## Work to complete
Transcribe exactly the line that contains "white plastic chair" and all lines following it to the end of the material below; omit everything else.

## Records provided
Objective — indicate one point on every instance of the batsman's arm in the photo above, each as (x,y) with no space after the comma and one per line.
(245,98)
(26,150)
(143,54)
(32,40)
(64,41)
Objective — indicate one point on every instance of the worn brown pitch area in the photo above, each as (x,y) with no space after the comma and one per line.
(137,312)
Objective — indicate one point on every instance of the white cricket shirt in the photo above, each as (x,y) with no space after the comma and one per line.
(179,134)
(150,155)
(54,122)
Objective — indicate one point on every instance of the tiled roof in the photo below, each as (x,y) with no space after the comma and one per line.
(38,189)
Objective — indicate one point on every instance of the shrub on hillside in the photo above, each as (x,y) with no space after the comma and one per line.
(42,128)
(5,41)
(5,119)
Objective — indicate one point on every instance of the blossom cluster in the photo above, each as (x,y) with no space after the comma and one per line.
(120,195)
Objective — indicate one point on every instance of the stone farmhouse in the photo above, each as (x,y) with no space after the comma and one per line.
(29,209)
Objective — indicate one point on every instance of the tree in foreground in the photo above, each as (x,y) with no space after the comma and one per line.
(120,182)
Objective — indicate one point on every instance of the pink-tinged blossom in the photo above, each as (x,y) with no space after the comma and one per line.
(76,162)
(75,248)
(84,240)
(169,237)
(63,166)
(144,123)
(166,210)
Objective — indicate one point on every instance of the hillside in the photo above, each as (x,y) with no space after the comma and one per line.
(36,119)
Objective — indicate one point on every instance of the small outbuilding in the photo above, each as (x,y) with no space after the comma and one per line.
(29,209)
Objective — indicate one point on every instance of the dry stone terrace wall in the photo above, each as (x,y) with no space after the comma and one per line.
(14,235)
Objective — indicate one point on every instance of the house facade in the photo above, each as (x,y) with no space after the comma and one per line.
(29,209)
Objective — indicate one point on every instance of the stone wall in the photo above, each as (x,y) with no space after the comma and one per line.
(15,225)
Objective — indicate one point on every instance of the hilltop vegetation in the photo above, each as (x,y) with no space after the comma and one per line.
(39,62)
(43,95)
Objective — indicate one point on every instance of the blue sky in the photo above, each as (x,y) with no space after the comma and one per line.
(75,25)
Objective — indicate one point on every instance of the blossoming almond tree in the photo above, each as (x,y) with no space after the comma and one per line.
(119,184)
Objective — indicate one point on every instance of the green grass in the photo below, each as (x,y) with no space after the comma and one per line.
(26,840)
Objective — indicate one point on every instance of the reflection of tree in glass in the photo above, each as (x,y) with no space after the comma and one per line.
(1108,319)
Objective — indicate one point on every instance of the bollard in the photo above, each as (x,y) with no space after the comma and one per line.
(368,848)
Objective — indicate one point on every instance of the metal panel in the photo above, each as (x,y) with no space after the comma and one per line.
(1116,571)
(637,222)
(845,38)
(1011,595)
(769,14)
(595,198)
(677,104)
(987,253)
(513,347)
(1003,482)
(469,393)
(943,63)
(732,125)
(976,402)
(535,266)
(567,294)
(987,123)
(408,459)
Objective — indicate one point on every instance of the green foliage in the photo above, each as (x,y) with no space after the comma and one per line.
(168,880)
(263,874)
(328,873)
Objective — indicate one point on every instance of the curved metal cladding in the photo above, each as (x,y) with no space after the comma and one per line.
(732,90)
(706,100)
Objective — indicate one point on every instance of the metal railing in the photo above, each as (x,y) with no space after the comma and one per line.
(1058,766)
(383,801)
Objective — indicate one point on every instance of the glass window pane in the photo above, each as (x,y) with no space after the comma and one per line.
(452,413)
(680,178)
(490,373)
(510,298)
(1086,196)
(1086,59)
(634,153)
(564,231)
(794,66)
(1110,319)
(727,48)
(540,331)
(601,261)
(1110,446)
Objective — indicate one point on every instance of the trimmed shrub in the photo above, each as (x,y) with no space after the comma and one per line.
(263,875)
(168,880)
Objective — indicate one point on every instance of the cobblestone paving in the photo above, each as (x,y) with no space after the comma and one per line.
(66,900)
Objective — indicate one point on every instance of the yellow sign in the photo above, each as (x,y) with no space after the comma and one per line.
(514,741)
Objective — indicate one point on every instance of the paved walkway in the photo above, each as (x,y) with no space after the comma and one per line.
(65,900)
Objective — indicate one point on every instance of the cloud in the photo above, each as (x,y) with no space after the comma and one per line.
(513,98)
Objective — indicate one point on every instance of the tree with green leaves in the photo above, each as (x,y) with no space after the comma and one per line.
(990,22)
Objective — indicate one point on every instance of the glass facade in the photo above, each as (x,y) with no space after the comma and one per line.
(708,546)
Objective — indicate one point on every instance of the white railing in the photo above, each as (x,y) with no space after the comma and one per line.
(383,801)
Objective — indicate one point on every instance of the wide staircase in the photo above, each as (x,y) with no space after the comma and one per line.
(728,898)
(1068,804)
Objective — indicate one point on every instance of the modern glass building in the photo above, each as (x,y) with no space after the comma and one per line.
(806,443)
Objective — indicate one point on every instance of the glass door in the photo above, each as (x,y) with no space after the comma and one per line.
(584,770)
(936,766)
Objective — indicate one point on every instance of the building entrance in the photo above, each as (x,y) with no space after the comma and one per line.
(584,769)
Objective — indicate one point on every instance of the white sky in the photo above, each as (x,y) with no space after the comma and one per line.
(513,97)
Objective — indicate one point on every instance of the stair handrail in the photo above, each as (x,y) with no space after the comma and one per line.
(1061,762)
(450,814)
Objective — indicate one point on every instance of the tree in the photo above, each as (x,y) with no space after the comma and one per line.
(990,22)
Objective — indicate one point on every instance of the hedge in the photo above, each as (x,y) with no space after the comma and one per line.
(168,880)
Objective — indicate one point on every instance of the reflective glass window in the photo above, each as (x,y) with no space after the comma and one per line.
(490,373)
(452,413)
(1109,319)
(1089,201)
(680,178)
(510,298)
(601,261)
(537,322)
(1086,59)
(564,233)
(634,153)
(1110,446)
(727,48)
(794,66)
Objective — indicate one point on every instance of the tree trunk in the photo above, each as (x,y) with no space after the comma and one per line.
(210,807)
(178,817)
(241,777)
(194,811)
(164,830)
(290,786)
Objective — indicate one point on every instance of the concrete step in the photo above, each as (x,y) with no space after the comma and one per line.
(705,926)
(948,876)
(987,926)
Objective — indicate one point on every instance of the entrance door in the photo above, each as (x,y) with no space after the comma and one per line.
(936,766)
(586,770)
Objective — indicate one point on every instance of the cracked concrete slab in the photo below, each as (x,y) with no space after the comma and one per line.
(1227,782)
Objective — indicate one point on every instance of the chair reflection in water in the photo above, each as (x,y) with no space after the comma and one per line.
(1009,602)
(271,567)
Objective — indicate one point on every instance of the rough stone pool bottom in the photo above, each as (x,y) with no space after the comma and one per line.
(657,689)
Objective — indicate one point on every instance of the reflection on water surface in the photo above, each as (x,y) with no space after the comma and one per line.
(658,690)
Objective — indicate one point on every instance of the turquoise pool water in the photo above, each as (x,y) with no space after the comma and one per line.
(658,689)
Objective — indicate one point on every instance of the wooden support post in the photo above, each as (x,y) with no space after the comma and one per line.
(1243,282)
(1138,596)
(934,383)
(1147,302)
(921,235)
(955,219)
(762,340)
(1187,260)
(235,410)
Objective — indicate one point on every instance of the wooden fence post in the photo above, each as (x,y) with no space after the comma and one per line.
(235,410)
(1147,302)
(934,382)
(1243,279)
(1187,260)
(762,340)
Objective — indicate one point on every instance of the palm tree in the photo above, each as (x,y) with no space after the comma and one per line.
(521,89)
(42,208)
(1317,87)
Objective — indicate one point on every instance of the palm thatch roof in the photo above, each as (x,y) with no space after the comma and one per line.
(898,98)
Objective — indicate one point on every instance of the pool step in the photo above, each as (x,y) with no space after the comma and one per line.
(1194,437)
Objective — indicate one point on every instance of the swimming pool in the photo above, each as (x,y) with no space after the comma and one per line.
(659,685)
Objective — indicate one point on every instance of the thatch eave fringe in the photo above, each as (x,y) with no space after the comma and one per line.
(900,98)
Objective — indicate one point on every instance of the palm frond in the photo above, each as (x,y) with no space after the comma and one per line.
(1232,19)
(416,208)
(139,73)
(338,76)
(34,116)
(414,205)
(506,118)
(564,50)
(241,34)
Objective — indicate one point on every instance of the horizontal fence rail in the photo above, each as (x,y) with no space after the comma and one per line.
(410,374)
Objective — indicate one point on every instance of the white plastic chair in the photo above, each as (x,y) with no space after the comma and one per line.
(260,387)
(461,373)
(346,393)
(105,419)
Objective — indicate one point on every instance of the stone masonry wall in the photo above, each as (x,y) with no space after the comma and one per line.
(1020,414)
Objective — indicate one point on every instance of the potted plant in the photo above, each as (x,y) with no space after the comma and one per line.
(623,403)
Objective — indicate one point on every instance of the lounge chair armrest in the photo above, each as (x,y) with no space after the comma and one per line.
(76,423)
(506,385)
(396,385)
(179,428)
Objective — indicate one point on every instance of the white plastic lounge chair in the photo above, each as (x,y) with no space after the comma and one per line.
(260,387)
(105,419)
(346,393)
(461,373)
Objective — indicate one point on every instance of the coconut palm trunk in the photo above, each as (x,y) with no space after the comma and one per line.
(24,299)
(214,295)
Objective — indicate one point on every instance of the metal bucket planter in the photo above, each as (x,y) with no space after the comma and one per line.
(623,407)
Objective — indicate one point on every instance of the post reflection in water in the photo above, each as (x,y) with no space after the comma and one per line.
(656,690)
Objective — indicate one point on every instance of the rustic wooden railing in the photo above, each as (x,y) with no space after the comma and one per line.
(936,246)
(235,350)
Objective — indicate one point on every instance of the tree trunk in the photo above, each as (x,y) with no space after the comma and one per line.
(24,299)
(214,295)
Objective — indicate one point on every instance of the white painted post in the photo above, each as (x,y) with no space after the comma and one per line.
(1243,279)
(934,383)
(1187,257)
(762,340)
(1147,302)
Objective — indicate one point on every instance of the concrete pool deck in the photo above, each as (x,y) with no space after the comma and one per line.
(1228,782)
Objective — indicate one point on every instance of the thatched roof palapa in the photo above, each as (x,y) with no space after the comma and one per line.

## Output for this exercise
Objective — indicate one point on every instance of the white plastic chair in the photo above, each as (x,y) with no space after the comma and one per line.
(260,387)
(461,373)
(346,393)
(105,419)
Objective — indicate one point on every instance of the stone masonry wall in the photo above, each as (x,y) with no space after the comma and one per line.
(1020,414)
Objective — indicate one point on every instance of the potted plant in the photo above, each as (x,y) with no space after the comma and one per line.
(623,403)
Objective — indicate one point on every instance of the lounge chair armrest in the photo above, each as (x,y) with no space after the comma and one per line.
(76,423)
(506,385)
(396,385)
(179,428)
Objective — indicate one point on every instance of the white plastic lounge chair in the photo above, each as (x,y) with no space after the comma and one per line.
(260,387)
(105,419)
(346,393)
(461,373)
Objective — indicate one point on every instance of the coconut palm trunk in the photo above, each as (x,y) with no space after the comma and one per line.
(24,299)
(214,295)
Objective — indicate one point on every instance of the metal bucket planter in the photo above, each as (x,y) with no space after the comma and one per line.
(623,407)
Objective — indicate one point on every instance of the post reflection in water in the photo above, each as (x,y) with no space after the comma and one per line.
(656,690)
Objective — indicate one point on every instance of the rustic wooden railing in the photo above, each as (x,y) with no space after the comma and one per line.
(936,246)
(235,350)
Objective — indicate one point on every instance of the tree trunk in the photo above, each as (x,y) with no space after the comma and one per line.
(24,299)
(214,295)
Objective — indicate one point on every instance of the white painted post in the photo above, each as (x,y) with no space after the comma and one per line.
(1243,279)
(934,383)
(1187,257)
(762,340)
(1147,302)
Objective — indicate one point on every instance of the concrete pool deck in the photo above, each as (x,y) with no space after the comma and one per line.
(1228,782)
Objective — indicate one point on every instance of the thatched roof palapa in the photo above, each as (x,y) with no space after the comma and one per line.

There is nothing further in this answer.